One signal instance of Obadiah's substantial piety is here recorded. Jezebel had endeavoured to extirpate from the land every prophet of Jehovah, and had already caused many of them to be slain. On this perilous occasion Obadiah was not inactive, but his efforts were employed in the rescue of as many men of the Lord's prophets as possible, and he saved a hundred of them from the iron gripe of Jezebel. He "hid them by fifties in a cave, and fed them with bread and water." The hazard or expense of his undertaking proved no obstacle with him; his love of the brethren constrained him. And does not our blessed Saviour say, "By this shall all men know that ye are my disciples?" Go, then, brethren, and do likewise, whenever it is necessary. The prince of this world, who was a murderer from the beginning, is still awake, and is exciting, in various places, rancorous opposition to the truth of the gospel. Spiritual wickedness is in many high places, as well as in many humble dwellings. Many a preacher may ere long be forced to resign his pulpit, many a teacher his chair, many a mechanic his employment, and many a servant his situation, because he is a true believer in Christ, and a sincere follower of his example. Therefore, forsake not the assembling of yourselves together, ye children of God, for mutual edification and succour. Remember Obadiah. If God continues to spare us, whatever blessings of his goodness we enjoy, let them be shared by our distressed brethren, for they are fellow-heirs with us of our Redeemer's kingdom.

We return to the narrative. "And Ahab called Obadiah," and commissioned him upon a business to be executed in concert with himself. How extraordinary, that a man like Obadiah should be in such favour with a wicked man, and with an Ahab! for it could not have been unknown to the king, or to his court, that Obadiah "feared Jehovah greatly." And this Scripture testimony concerning him is utterly irreconcilable with the supposition that he could dissemble either with the tyrant himself, or with any one else. We can therefore only account for this by supposing that his integrity, activity, and firmness, were things Divinely overruled to restrain the most arrogant and rancorous foes and scoffers within the bounds of a certain respect and reverence. Ahab probably had discernment enough to perceive that, among all his courtiers, there was no other equal to Obadiah; and those courtiers too might have been conscious that there was no one of themselves in whom such confidence could be placed, as in this israelite of the ancient school; and though the king

might laugh at his religion, he felt that he could not do without him. And is there not something in every true christian that exhorts at least a tacit acknowledgment from the bitterest enemies ; a "light" to which, though it "doth make manifest" their darkness, they are unable to refuse a portion of their esteem and admiration? Yea, it has often happened that eminently pious men have been singularly honoured for their conduct by those who could not understand its principles, and whose own lives were often directly contrary to them.

__Dataset section__
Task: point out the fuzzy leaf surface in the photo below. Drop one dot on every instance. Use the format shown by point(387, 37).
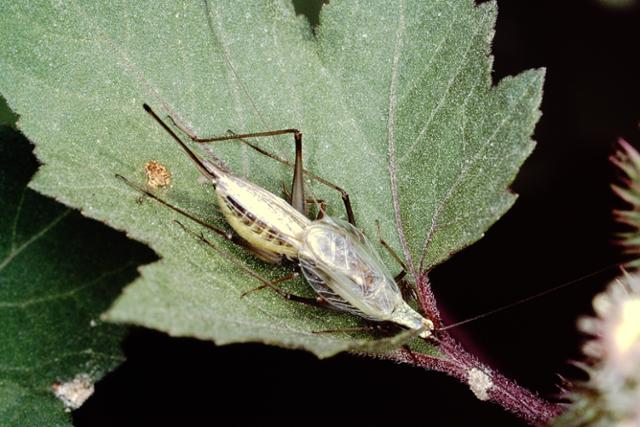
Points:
point(394, 99)
point(58, 272)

__Problems to solve__
- A) Using the text on Obadiah, decide whether each statement agrees with it: (i) Obadiah hid the prophets in a cave in groups of fifty; (ii) Obadiah rescued two hundred of the prophets; (iii) the king and his court were unaware that Obadiah feared Jehovah. For each one, answer yes or no and quote the words from the text that settle it.
- B) Pick up the text on Obadiah after its final sentence and carry it forward a few more sentences in the same style.

__Outputs by task__
- A)
(i) Yes: "hid them by fifties in a cave"
(ii) No: "he saved a hundred of them"
(iii) No: "it could not have been unknown to the king, or to his court, that Obadiah "feared Jehovah greatly.""

- B)
"Go into the country," said Ahab to Obadiah, “unto all fountains of water, and unto all brooks; peradventure, we may find grass to save the horses and mules alive, that we lose not all the beasts." Lo, the only effect of this long-continued chastisement of the Almighty was an anxiety for the preservation of his stud! To such obduracy can the heart of man be brought. Neither afflictions, nor miracles, nor admonitions, nor temporal mercies, are sufficient of themselves to restore the spiritually dead to life. How often are we apt to think concerning persons under some peculiar visitation, that surely now they will be changed and softened, and brought to reflection! We make inquiries, we take pains to ascertain the result; and alas! where we hoped at length to find some serious thoughts about God and eternity, only cares similar to those of Ahab engage their minds; and, instead of the holy emotions for which we sought, instead of sighs, prayers, and serious thoughts of eternity, we see only a multitude of low desires and cares, bearing them down the stream of life into the boundless invisible ocean. "Though thou shouldest bray a fool in a mortar among wheat with a pestle, yet will not his foolishness depart from him," Prov. xxvii. 22 May Almighty grace have compassion upon us!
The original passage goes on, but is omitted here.